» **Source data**
BEGIN

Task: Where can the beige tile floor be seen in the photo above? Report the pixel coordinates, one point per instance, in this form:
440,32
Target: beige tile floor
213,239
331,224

END

» **What you will do**
Type out the whole of the data again, exactly as shown.

» **Expected answer**
Task: Where can the beige tile floor be seen in the photo above? Report the pixel coordinates, one point per instance, in this form:
440,32
Target: beige tile floor
213,239
331,224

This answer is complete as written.